▶ [STORED ROWS]
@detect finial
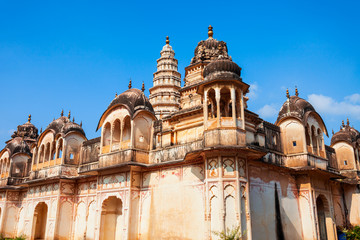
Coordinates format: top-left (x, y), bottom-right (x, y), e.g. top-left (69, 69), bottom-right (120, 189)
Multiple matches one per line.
top-left (208, 25), bottom-right (214, 38)
top-left (141, 81), bottom-right (145, 92)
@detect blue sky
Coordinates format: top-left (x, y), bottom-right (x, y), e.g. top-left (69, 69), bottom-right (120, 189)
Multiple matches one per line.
top-left (0, 1), bottom-right (360, 148)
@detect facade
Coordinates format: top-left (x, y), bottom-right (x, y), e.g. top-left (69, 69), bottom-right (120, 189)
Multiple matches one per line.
top-left (0, 26), bottom-right (360, 240)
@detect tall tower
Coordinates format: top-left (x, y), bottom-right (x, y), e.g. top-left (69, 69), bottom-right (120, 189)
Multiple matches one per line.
top-left (149, 37), bottom-right (181, 119)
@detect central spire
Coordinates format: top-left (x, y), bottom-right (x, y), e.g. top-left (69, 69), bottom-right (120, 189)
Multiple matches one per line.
top-left (208, 25), bottom-right (214, 38)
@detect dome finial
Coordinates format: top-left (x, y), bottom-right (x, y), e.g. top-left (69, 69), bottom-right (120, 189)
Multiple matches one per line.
top-left (208, 25), bottom-right (214, 38)
top-left (141, 81), bottom-right (145, 92)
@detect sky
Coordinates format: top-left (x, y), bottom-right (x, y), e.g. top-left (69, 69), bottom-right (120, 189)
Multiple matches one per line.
top-left (0, 0), bottom-right (360, 149)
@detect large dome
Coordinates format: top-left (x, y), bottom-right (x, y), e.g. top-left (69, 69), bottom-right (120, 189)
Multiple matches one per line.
top-left (191, 26), bottom-right (228, 64)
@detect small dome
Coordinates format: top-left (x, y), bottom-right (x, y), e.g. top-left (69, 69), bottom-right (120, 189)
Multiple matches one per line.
top-left (331, 124), bottom-right (360, 146)
top-left (107, 88), bottom-right (154, 116)
top-left (203, 56), bottom-right (241, 81)
top-left (44, 116), bottom-right (85, 136)
top-left (5, 137), bottom-right (31, 156)
top-left (276, 96), bottom-right (316, 123)
top-left (191, 26), bottom-right (229, 64)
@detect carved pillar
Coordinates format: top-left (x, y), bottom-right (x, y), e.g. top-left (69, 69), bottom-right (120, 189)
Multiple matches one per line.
top-left (130, 119), bottom-right (134, 148)
top-left (240, 90), bottom-right (245, 130)
top-left (203, 90), bottom-right (209, 129)
top-left (215, 87), bottom-right (220, 127)
top-left (231, 86), bottom-right (236, 127)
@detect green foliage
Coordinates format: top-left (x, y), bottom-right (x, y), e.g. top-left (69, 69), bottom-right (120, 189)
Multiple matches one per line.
top-left (213, 226), bottom-right (242, 240)
top-left (343, 226), bottom-right (360, 240)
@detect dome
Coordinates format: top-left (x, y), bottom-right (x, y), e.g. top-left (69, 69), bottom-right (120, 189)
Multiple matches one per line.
top-left (331, 122), bottom-right (360, 146)
top-left (11, 115), bottom-right (38, 140)
top-left (96, 88), bottom-right (155, 130)
top-left (191, 26), bottom-right (229, 64)
top-left (203, 56), bottom-right (241, 81)
top-left (276, 94), bottom-right (328, 136)
top-left (44, 116), bottom-right (85, 136)
top-left (5, 137), bottom-right (31, 156)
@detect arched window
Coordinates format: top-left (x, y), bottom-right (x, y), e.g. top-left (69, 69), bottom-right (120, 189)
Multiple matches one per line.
top-left (56, 138), bottom-right (63, 158)
top-left (103, 123), bottom-right (111, 146)
top-left (208, 89), bottom-right (217, 118)
top-left (45, 143), bottom-right (50, 162)
top-left (50, 141), bottom-right (56, 160)
top-left (112, 119), bottom-right (121, 146)
top-left (122, 116), bottom-right (131, 142)
top-left (39, 145), bottom-right (45, 163)
top-left (220, 87), bottom-right (232, 117)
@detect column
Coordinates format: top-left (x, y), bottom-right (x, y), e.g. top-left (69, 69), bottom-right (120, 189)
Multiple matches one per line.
top-left (215, 87), bottom-right (220, 127)
top-left (240, 90), bottom-right (245, 130)
top-left (203, 90), bottom-right (209, 129)
top-left (230, 86), bottom-right (236, 127)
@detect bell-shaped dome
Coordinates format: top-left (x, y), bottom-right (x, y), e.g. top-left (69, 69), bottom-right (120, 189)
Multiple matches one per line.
top-left (44, 114), bottom-right (85, 136)
top-left (11, 115), bottom-right (38, 140)
top-left (203, 55), bottom-right (241, 81)
top-left (331, 121), bottom-right (360, 146)
top-left (96, 88), bottom-right (155, 130)
top-left (191, 26), bottom-right (229, 64)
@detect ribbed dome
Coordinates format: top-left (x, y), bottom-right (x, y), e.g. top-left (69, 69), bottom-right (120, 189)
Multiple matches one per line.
top-left (107, 88), bottom-right (154, 116)
top-left (44, 116), bottom-right (85, 136)
top-left (276, 96), bottom-right (316, 123)
top-left (203, 56), bottom-right (241, 81)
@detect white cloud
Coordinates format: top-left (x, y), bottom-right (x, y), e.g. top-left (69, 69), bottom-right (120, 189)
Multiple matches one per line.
top-left (345, 93), bottom-right (360, 103)
top-left (308, 94), bottom-right (360, 120)
top-left (257, 104), bottom-right (278, 118)
top-left (247, 83), bottom-right (259, 99)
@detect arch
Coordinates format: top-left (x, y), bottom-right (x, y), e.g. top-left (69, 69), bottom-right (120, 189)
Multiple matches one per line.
top-left (39, 145), bottom-right (45, 163)
top-left (220, 87), bottom-right (232, 117)
top-left (56, 138), bottom-right (64, 158)
top-left (75, 202), bottom-right (86, 240)
top-left (316, 194), bottom-right (335, 240)
top-left (121, 115), bottom-right (131, 142)
top-left (100, 196), bottom-right (123, 240)
top-left (102, 122), bottom-right (111, 147)
top-left (112, 119), bottom-right (121, 150)
top-left (207, 88), bottom-right (217, 118)
top-left (33, 202), bottom-right (48, 239)
top-left (57, 201), bottom-right (73, 239)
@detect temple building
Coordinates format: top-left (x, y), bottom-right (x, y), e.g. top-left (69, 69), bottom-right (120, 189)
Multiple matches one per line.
top-left (0, 26), bottom-right (360, 240)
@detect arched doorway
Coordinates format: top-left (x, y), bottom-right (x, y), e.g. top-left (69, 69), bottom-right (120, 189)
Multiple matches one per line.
top-left (33, 202), bottom-right (48, 239)
top-left (100, 196), bottom-right (123, 240)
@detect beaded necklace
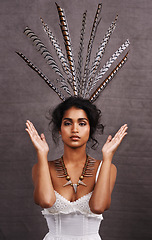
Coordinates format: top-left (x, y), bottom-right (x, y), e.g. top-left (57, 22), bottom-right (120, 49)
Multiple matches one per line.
top-left (55, 155), bottom-right (95, 193)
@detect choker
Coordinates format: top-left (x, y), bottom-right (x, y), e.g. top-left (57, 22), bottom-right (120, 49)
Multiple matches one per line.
top-left (55, 155), bottom-right (95, 193)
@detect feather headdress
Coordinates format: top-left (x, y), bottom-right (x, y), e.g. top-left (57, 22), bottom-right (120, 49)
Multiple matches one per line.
top-left (17, 3), bottom-right (130, 102)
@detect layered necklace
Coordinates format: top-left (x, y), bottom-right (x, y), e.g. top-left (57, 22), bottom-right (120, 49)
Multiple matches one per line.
top-left (55, 155), bottom-right (95, 193)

▶ [WHAT IS EXPECTED] Show each line of the rows above that contains the string "necklace", copying every such line in full. Case counts.

▶ [REPLY]
@detect beaded necklace
@detect layered necklace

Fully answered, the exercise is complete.